Entries from a point annotation set
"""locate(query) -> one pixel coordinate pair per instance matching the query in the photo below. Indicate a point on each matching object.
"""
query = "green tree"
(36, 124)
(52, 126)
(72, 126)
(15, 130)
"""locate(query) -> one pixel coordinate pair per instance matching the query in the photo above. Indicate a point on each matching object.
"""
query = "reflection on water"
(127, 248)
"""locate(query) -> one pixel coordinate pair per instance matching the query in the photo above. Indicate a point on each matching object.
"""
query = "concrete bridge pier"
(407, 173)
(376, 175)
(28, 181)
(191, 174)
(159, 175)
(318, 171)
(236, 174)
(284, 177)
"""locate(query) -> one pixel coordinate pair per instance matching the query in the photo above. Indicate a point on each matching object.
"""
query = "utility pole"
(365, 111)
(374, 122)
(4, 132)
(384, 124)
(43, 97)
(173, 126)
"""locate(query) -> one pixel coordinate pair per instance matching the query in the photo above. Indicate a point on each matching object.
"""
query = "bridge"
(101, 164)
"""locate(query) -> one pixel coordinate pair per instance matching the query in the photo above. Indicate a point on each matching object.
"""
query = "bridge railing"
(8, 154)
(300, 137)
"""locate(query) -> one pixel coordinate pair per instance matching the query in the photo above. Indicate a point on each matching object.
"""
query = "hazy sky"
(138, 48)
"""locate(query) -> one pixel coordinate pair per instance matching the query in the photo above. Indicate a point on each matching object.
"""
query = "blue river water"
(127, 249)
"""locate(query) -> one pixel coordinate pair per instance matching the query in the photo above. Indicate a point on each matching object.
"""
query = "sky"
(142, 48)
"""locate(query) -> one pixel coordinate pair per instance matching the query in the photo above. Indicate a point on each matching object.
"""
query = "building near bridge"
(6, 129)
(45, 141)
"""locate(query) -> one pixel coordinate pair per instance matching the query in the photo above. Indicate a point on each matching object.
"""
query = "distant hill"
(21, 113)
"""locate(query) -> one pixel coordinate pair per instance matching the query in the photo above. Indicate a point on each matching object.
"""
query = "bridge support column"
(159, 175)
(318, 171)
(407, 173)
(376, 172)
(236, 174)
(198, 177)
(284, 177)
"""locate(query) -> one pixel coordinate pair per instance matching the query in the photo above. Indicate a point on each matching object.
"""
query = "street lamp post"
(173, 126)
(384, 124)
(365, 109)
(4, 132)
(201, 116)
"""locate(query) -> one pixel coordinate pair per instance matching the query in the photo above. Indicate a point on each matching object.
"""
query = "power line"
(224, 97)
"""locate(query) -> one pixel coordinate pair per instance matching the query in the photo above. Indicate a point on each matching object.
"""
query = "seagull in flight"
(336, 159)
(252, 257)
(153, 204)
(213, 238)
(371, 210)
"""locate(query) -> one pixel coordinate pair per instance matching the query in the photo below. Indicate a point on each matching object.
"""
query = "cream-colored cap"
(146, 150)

[Problem details]: The records above need to be transcribed in full. Keep every character unchanged.

[Response]:
"""locate(query) -> one pixel coordinate pair per instance matching the query in the photo below. Indicate a point on each matching object.
"""
query = "green tree"
(36, 124)
(52, 126)
(72, 126)
(15, 130)
"""locate(query) -> one pixel coordinate pair per instance matching the query in the photo above. Indicate a point on each matching object.
"""
query = "reflection on water"
(127, 248)
"""locate(query) -> one pixel coordinate pair per instance matching the query in the photo above. Indicate a point on each matching object.
"""
query = "concrete bridge pier"
(407, 173)
(376, 175)
(28, 181)
(191, 174)
(159, 175)
(318, 171)
(236, 174)
(284, 177)
"""locate(query) -> one pixel coordinate pair per instance matching the query in the photo above. Indicate a point on each matching object.
"""
query = "utility pole"
(365, 111)
(374, 122)
(4, 132)
(384, 124)
(43, 97)
(173, 126)
"""locate(query) -> one pixel coordinate pair per instance matching the query in the photo above. Indicate a point on each matching object.
"""
query = "bridge"
(101, 164)
"""locate(query) -> one pixel coordinate pair per instance matching the query in the photo above. Indicate a point on each matching object.
"""
query = "bridge railing"
(8, 154)
(300, 137)
"""locate(query) -> one pixel coordinate pair per instance matching the query in the photo above. Indicate a point on each matching object.
"""
query = "hazy sky"
(138, 48)
"""locate(query) -> one pixel coordinate pair per instance matching the query in the photo above. Indicate a point on each matching object.
"""
query = "blue river water"
(127, 249)
"""locate(query) -> one pixel coordinate pair per instance matching the query in the photo above. Indicate a point on each matching object.
"""
query = "sky"
(142, 48)
"""locate(query) -> one pixel coordinate pair per instance matching the query in the photo above. Indicate a point on each matching object.
"""
query = "building near bridge"
(6, 129)
(45, 141)
"""locate(query) -> one pixel coordinate pair per instance matching the query in the photo above. Indicate a point on each matching object.
"""
query = "distant hill"
(21, 113)
"""locate(query) -> one pixel coordinate pair per instance matching the query in the photo above. Indicate a point on each matching object.
"""
query = "bridge support column"
(159, 175)
(318, 171)
(407, 173)
(376, 172)
(236, 174)
(198, 177)
(284, 177)
"""locate(query) -> one pixel coordinate pair per instance matching the query in the photo above. Indicate a point on each matching object.
"""
query = "street lamp post"
(173, 126)
(384, 124)
(365, 109)
(4, 132)
(201, 116)
"""locate(query) -> one pixel coordinate pair per instance matching the query in the photo above. Indicate a point on each matching object.
"""
query = "power line"
(224, 97)
"""locate(query) -> one pixel coordinate pair per instance matching the query in the photo above. Indicate a point on each matching object.
"""
query = "seagull in flight"
(336, 159)
(252, 257)
(153, 204)
(213, 238)
(371, 210)
"""locate(query) -> one pixel coordinate pair per instance matching the query in the photo below. Indicate a point on each matching object.
"""
query = "cream-colored cap"
(146, 150)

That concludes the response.